MATERIAL SUPPLIED

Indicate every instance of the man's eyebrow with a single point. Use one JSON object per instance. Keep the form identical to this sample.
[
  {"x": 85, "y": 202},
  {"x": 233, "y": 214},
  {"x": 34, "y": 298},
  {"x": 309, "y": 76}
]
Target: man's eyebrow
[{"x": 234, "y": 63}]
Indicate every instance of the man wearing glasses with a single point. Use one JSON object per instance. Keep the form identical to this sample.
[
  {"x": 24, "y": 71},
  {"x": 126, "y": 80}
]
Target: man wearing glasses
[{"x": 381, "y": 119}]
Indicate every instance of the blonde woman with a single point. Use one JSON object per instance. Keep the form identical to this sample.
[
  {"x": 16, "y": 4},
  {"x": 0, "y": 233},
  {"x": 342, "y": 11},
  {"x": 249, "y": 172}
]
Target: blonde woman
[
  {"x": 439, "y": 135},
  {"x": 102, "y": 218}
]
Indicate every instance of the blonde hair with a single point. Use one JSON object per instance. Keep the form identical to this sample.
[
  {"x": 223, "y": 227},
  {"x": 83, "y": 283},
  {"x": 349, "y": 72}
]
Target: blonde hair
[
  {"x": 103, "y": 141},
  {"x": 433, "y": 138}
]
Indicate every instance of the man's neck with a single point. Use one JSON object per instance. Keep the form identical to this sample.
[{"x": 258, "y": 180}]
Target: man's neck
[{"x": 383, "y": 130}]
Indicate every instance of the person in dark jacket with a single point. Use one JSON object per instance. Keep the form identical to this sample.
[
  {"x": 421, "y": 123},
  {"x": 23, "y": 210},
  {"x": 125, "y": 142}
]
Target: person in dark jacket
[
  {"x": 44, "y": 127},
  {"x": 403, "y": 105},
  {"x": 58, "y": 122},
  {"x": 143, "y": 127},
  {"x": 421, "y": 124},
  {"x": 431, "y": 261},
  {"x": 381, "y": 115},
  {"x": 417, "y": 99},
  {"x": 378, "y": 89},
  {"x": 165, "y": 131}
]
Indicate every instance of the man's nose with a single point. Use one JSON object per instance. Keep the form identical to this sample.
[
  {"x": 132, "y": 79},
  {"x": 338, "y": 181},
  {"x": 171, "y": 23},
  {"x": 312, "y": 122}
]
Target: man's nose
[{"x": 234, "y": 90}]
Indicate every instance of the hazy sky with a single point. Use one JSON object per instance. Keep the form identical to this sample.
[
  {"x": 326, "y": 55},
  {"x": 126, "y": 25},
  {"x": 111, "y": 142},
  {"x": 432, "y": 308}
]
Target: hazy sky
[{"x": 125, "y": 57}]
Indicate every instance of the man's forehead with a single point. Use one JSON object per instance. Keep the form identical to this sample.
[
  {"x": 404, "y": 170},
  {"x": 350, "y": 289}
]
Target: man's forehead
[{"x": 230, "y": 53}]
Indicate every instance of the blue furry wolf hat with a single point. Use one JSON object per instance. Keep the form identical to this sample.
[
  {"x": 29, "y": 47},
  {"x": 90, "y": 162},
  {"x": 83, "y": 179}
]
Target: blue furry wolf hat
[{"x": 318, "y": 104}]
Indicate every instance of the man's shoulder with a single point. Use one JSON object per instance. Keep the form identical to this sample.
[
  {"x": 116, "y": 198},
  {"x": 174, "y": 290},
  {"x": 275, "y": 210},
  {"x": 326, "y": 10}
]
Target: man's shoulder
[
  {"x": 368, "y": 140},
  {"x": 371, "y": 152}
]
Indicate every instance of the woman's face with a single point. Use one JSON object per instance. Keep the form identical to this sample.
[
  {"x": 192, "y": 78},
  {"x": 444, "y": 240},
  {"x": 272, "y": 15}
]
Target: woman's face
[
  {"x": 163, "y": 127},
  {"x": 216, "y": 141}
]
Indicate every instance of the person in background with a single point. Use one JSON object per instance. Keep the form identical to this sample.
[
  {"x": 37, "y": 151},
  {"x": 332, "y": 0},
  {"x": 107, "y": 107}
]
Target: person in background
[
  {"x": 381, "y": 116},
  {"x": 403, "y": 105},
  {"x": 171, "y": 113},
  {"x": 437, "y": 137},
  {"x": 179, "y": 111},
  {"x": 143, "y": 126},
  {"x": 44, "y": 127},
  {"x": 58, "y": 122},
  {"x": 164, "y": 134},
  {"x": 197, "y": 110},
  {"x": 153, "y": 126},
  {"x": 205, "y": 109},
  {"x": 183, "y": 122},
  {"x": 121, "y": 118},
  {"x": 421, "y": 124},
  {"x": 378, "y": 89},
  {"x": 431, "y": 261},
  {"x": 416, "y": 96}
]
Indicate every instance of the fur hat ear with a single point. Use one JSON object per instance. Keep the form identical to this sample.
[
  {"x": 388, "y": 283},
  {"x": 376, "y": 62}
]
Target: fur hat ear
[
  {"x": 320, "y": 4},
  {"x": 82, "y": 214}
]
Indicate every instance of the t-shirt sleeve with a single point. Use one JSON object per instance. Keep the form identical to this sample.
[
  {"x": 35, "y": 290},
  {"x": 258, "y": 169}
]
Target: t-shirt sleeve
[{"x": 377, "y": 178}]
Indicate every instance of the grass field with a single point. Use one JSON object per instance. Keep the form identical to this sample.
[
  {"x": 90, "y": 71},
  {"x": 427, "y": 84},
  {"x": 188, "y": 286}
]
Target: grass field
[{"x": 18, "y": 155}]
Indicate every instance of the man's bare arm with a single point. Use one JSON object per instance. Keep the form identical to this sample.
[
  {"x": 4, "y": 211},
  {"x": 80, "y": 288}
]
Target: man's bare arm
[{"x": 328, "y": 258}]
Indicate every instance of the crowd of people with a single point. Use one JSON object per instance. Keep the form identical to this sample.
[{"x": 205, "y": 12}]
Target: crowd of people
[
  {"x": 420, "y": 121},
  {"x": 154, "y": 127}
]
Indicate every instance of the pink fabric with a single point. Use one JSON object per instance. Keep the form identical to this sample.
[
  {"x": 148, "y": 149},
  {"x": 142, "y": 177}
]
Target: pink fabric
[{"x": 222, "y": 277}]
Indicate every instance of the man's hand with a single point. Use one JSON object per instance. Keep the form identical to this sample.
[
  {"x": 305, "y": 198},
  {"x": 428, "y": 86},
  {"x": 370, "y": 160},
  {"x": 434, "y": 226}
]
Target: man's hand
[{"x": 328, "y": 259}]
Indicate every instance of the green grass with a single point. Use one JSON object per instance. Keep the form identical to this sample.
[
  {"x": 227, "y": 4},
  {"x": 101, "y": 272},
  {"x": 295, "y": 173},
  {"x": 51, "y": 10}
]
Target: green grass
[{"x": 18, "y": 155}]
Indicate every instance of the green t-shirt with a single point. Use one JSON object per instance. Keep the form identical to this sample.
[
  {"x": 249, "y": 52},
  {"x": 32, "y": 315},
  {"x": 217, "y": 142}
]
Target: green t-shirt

TASK DIRECTIONS
Copy the whole of the data above exactly.

RESPONSE TO THIS TASK
Indicate every instance of the man's eyebrow with a single point. Use one JSON object per instance. Keep the form identical to this sample.
[
  {"x": 85, "y": 202},
  {"x": 233, "y": 214},
  {"x": 34, "y": 298},
  {"x": 309, "y": 76}
]
Target: man's eyebrow
[{"x": 234, "y": 63}]
Indicate every instance of the man wearing glasses with a single point. Use one JSON object per instance. Keep the form identical to this sample.
[
  {"x": 24, "y": 71},
  {"x": 126, "y": 80}
]
Target: man wearing glasses
[{"x": 381, "y": 119}]
Indicate every instance of the blonde woman with a single point. Use one JSON object per instance. Keep the form identical to this sample.
[
  {"x": 16, "y": 4},
  {"x": 0, "y": 233},
  {"x": 342, "y": 11},
  {"x": 249, "y": 172}
]
Target: blonde woman
[
  {"x": 439, "y": 135},
  {"x": 102, "y": 218}
]
Indicate every instance of the blonde hair with a single point. Use one JSON object per instance. Keep the form identical to this sample.
[
  {"x": 223, "y": 227},
  {"x": 83, "y": 283},
  {"x": 349, "y": 72}
]
Target: blonde hair
[
  {"x": 103, "y": 141},
  {"x": 433, "y": 138}
]
Indicate every instance of the man's neck with a single point. Use one JSON object per instance. Keep the form identical to this sample.
[{"x": 258, "y": 180}]
Target: man's neck
[{"x": 383, "y": 130}]
Indicate every instance of the person in dark jacket with a single point. Use one JSON object per instance. Keep the form identical to this sample.
[
  {"x": 421, "y": 123},
  {"x": 23, "y": 210},
  {"x": 125, "y": 142}
]
Target: person in dark jacket
[
  {"x": 44, "y": 127},
  {"x": 403, "y": 105},
  {"x": 58, "y": 122},
  {"x": 143, "y": 127},
  {"x": 421, "y": 124},
  {"x": 431, "y": 261},
  {"x": 381, "y": 115},
  {"x": 417, "y": 99},
  {"x": 378, "y": 89},
  {"x": 165, "y": 131}
]
Indicate every instance of the man's nose with a single point. Use one JSON object per instance. Keep the form identical to this sample.
[
  {"x": 132, "y": 79},
  {"x": 338, "y": 181},
  {"x": 171, "y": 23},
  {"x": 312, "y": 122}
]
Target: man's nose
[{"x": 234, "y": 90}]
Indicate every instance of the hazy sky with a single point. Use one JSON object per instance. Keep the form identical to this sample.
[
  {"x": 326, "y": 55},
  {"x": 126, "y": 25},
  {"x": 111, "y": 142},
  {"x": 432, "y": 308}
]
Target: hazy sky
[{"x": 125, "y": 57}]
Indicate every instance of the man's forehead with a single point. Use one JSON object per instance. Keep the form identical to this sample.
[
  {"x": 404, "y": 170},
  {"x": 350, "y": 289}
]
Target: man's forehead
[{"x": 230, "y": 53}]
Indicate every instance of the blue furry wolf hat with a single point. Use one JSON object per instance. Keep the form identical to this sample.
[
  {"x": 29, "y": 47},
  {"x": 90, "y": 162},
  {"x": 83, "y": 179}
]
Target: blue furry wolf hat
[{"x": 318, "y": 104}]
Indicate every instance of the man's shoulder with a single point. Use one JSON object per instance. Keep the form identical to this sample.
[
  {"x": 116, "y": 198},
  {"x": 174, "y": 290},
  {"x": 275, "y": 210},
  {"x": 326, "y": 10}
]
Target: man's shoulder
[
  {"x": 368, "y": 140},
  {"x": 371, "y": 152}
]
Indicate every instance of the woman's face with a single point. Use one JSON object per instance. Keep the form identical to this sample.
[
  {"x": 192, "y": 78},
  {"x": 444, "y": 240},
  {"x": 272, "y": 15}
]
Target: woman's face
[
  {"x": 163, "y": 127},
  {"x": 216, "y": 141}
]
Indicate every instance of the person in background with a single point. Use one JSON object per instance. Keep the form identical to this sample.
[
  {"x": 37, "y": 151},
  {"x": 332, "y": 0},
  {"x": 107, "y": 107}
]
Target: person in background
[
  {"x": 381, "y": 116},
  {"x": 403, "y": 105},
  {"x": 171, "y": 113},
  {"x": 437, "y": 137},
  {"x": 179, "y": 111},
  {"x": 143, "y": 126},
  {"x": 44, "y": 127},
  {"x": 58, "y": 122},
  {"x": 164, "y": 134},
  {"x": 197, "y": 110},
  {"x": 153, "y": 126},
  {"x": 205, "y": 109},
  {"x": 183, "y": 122},
  {"x": 121, "y": 118},
  {"x": 421, "y": 124},
  {"x": 378, "y": 89},
  {"x": 431, "y": 261},
  {"x": 416, "y": 96}
]
Indicate every instance of the fur hat ear with a single point. Use one JSON object per instance. Keep the form identical to this sample.
[
  {"x": 388, "y": 283},
  {"x": 376, "y": 62}
]
Target: fur hat ear
[
  {"x": 320, "y": 4},
  {"x": 82, "y": 214}
]
Indicate every instance of the t-shirt sleeve with a single point. Use one JSON object per instance. Keep the form identical to this sample.
[
  {"x": 35, "y": 290},
  {"x": 258, "y": 169}
]
Target: t-shirt sleeve
[{"x": 377, "y": 178}]
Indicate every instance of the grass field with a single point. Use one JSON object per instance. Keep the form identical to this sample.
[
  {"x": 90, "y": 71},
  {"x": 427, "y": 84},
  {"x": 188, "y": 286}
]
Target: grass field
[{"x": 18, "y": 155}]
Indicate every instance of the man's bare arm with a single point. Use one JSON object per instance. Keep the form identical to this sample.
[
  {"x": 4, "y": 211},
  {"x": 80, "y": 288}
]
Target: man's bare arm
[{"x": 328, "y": 258}]
Indicate every instance of the crowd of people with a single point. Use one JSON object per instance. Keep the form identical to this sample.
[{"x": 205, "y": 12}]
Target: crowd of people
[
  {"x": 420, "y": 121},
  {"x": 154, "y": 127}
]
Indicate every instance of the pink fabric with a single point. Use one JSON object per instance. Keep the form identical to this sample.
[
  {"x": 148, "y": 149},
  {"x": 142, "y": 177}
]
Target: pink fabric
[{"x": 222, "y": 277}]
Indicate every instance of the man's hand with a single point. Use one JSON object per instance. Keep the form identical to this sample.
[
  {"x": 305, "y": 198},
  {"x": 428, "y": 86},
  {"x": 370, "y": 160},
  {"x": 434, "y": 226}
]
Target: man's hand
[{"x": 328, "y": 259}]
Indicate every instance of the green grass with a single point. Use one JSON object per instance. Keep the form identical to this sample.
[
  {"x": 227, "y": 4},
  {"x": 101, "y": 272},
  {"x": 295, "y": 173},
  {"x": 51, "y": 10}
]
Target: green grass
[{"x": 18, "y": 155}]
Indicate every instance of the green t-shirt with a single point. Use one JSON object per instance. Keep the form identical to this sample.
[
  {"x": 249, "y": 52},
  {"x": 32, "y": 315},
  {"x": 217, "y": 142}
]
Target: green t-shirt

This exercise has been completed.